Artykuły
Tablety dla głogóweckich radnych: Bizantyjska rozrzutność
Autor: PIOTR BUJAK.
Publikacja: Środa, 13 - Marzec 2013r. , godz.: 11:29
Tablet to urządzenie o którym głośno ostatnio w polskiej polityce. Wszystko za sprawą debaty na temat wniosku o konstruktywne votum nieufności wobec rządu. Dyskusja o tym gadżecie zawitała także do gminy Głogówek. Wszystko za sprawą kontrowersyjnego pomysłu o którym doniósł ostatni numer Tygodnika Prudnickiego. Burmistrz Głogówka rozważa doposażenie radnych rady miejskiej w ten "symbol nowoczesności". Ci zaś do pomysłu odnoszą się z entuzjazmem.

*Zadanie do wykonania 1*. Zamień każde „pixel values” na „pixel coordinates” we fragmencie rekordów, który zaczyna się od ich pierwszego wiersza i kończy wierszem zawierającym „(1051, 545)”, oba końce włącznie. Podaj wyłącznie ten fragment, poza tą zamianą bez żadnych zmian.
Rekordy nie mają żadnego związku z artykułem.

*Podane rekordy*.
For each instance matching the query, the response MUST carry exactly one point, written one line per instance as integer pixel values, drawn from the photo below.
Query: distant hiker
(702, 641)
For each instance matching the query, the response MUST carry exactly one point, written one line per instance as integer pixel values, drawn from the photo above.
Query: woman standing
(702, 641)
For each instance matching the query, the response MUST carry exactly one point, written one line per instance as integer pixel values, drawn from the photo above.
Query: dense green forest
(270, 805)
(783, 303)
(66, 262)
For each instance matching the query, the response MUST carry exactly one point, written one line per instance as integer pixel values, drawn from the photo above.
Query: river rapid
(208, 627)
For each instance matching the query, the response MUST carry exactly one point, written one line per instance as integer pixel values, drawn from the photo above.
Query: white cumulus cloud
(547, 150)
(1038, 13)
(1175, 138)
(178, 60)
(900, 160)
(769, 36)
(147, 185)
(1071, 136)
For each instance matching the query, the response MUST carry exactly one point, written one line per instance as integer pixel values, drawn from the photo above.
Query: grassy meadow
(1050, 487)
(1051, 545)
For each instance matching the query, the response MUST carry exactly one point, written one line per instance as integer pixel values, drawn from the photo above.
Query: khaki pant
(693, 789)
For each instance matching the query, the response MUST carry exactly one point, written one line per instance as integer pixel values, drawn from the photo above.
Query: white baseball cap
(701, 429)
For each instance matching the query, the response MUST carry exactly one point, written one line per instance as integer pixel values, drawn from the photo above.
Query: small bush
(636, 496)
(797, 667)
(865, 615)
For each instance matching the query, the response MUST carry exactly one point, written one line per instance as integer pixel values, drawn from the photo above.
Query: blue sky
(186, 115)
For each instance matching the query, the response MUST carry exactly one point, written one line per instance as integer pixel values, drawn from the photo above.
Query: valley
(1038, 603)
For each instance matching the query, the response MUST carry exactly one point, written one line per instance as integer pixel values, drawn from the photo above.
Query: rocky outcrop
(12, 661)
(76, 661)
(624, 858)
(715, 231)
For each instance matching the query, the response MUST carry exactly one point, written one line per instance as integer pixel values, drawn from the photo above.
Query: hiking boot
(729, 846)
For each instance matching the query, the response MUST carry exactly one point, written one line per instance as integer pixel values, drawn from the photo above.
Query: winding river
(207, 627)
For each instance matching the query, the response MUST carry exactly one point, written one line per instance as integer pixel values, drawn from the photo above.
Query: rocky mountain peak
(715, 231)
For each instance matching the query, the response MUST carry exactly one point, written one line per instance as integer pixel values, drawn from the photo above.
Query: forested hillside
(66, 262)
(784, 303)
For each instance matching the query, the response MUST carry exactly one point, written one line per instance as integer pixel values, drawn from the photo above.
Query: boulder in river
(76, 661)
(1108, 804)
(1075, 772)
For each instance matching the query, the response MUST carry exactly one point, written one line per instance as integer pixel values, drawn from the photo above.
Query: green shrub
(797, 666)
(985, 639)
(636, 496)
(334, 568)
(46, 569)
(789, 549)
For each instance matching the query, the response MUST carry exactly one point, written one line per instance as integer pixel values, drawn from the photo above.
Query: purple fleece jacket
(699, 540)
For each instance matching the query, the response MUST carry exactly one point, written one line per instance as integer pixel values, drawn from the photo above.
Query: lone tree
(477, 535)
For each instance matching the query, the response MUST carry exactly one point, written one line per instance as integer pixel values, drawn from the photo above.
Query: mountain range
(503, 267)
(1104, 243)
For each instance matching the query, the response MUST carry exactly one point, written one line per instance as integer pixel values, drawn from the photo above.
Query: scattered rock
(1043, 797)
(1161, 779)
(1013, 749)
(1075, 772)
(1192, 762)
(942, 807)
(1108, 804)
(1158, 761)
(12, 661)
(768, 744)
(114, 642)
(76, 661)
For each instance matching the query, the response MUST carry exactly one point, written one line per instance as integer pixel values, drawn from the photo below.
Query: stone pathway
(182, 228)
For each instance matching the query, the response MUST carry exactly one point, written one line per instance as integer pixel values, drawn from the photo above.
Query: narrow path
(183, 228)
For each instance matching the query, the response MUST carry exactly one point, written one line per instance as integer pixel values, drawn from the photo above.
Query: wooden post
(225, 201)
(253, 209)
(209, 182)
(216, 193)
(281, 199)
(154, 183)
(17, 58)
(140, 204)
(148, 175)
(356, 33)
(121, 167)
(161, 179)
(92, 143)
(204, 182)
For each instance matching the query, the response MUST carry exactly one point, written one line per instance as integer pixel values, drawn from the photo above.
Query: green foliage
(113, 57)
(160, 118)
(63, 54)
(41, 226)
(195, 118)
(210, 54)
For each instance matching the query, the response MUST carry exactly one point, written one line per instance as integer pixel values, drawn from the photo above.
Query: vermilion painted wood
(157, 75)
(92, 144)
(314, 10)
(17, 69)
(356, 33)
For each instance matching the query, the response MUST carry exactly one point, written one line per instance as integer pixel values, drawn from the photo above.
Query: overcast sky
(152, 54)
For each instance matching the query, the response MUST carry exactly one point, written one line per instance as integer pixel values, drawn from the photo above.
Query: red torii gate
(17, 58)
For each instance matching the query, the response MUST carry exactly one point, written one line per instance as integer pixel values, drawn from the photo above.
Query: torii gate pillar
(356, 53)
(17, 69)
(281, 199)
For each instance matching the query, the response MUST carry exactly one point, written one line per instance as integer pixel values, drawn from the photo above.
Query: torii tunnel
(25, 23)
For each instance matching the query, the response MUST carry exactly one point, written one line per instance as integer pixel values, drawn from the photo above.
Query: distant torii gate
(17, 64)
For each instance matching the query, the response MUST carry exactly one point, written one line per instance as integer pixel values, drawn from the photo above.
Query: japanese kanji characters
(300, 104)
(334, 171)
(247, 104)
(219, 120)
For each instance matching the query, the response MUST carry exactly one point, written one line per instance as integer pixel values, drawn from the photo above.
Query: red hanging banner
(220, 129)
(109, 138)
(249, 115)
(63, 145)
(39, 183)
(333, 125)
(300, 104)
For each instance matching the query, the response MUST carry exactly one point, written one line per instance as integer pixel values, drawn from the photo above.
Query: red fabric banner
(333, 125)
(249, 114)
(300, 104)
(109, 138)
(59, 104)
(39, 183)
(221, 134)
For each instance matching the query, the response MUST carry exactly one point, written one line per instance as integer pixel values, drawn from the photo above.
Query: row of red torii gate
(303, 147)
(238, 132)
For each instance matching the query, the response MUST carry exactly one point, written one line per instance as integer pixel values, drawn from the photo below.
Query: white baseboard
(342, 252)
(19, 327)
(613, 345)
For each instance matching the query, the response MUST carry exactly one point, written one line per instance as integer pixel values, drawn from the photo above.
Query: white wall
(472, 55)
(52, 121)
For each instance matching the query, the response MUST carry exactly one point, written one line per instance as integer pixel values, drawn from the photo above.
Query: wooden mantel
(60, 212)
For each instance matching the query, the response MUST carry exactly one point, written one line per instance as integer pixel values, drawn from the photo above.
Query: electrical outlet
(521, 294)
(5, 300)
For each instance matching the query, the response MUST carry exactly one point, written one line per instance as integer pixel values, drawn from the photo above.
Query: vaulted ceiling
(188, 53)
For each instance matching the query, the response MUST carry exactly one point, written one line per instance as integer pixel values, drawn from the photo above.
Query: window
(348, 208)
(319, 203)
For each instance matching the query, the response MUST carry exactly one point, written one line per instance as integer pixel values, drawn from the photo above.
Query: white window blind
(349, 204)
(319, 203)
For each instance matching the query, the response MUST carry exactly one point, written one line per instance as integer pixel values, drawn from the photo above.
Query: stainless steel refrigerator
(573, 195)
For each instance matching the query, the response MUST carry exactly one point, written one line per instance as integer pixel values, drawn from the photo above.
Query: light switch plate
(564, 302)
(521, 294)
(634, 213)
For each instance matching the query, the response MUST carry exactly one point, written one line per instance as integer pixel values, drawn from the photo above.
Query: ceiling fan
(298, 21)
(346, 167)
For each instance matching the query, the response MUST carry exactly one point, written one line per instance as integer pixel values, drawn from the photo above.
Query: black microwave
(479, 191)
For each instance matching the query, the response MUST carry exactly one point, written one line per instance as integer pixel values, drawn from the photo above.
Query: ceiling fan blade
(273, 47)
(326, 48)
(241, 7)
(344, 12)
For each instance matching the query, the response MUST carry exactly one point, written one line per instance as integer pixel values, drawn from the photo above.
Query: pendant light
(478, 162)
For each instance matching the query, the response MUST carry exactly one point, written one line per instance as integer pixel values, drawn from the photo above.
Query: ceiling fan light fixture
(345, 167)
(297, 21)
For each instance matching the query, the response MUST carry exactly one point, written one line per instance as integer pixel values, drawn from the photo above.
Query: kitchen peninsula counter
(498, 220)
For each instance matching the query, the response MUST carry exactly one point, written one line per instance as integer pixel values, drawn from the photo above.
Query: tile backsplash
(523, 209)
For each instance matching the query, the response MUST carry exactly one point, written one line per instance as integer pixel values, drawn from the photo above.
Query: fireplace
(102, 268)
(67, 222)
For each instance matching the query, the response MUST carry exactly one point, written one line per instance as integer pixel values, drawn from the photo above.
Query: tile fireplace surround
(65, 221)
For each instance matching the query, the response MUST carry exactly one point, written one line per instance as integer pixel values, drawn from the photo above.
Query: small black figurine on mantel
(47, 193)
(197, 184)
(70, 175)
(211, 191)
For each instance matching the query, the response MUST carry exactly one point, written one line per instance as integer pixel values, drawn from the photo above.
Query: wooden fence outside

*Zadanie do wykonania 2*. Przepisz wiernie fragment artykułu, który zaczyna się od słów „Publikacja: Środa, 13”, a kończy na słowach „się z entuzjazmem.”.

*Poprawna odpowiedź 1*.
For each instance matching the query, the response MUST carry exactly one point, written one line per instance as integer pixel coordinates, drawn from the photo below.
Query: distant hiker
(702, 641)
For each instance matching the query, the response MUST carry exactly one point, written one line per instance as integer pixel coordinates, drawn from the photo above.
Query: woman standing
(702, 641)
For each instance matching the query, the response MUST carry exactly one point, written one line per instance as integer pixel coordinates, drawn from the photo above.
Query: dense green forest
(270, 805)
(783, 303)
(66, 262)
For each instance matching the query, the response MUST carry exactly one point, written one line per instance as integer pixel coordinates, drawn from the photo above.
Query: river rapid
(208, 627)
For each instance matching the query, the response MUST carry exactly one point, written one line per instance as integer pixel coordinates, drawn from the photo above.
Query: white cumulus cloud
(547, 150)
(1038, 13)
(1175, 138)
(178, 60)
(900, 160)
(769, 36)
(147, 185)
(1071, 136)
For each instance matching the query, the response MUST carry exactly one point, written one line per instance as integer pixel coordinates, drawn from the photo above.
Query: grassy meadow
(1050, 487)
(1051, 545)

*Poprawna odpowiedź 2*.
Publikacja: Środa, 13 - Marzec 2013r. , godz.: 11:29
Tablet to urządzenie o którym głośno ostatnio w polskiej polityce. Wszystko za sprawą debaty na temat wniosku o konstruktywne votum nieufności wobec rządu. Dyskusja o tym gadżecie zawitała także do gminy Głogówek. Wszystko za sprawą kontrowersyjnego pomysłu o którym doniósł ostatni numer Tygodnika Prudnickiego. Burmistrz Głogówka rozważa doposażenie radnych rady miejskiej w ten "symbol nowoczesności". Ci zaś do pomysłu odnoszą się z entuzjazmem.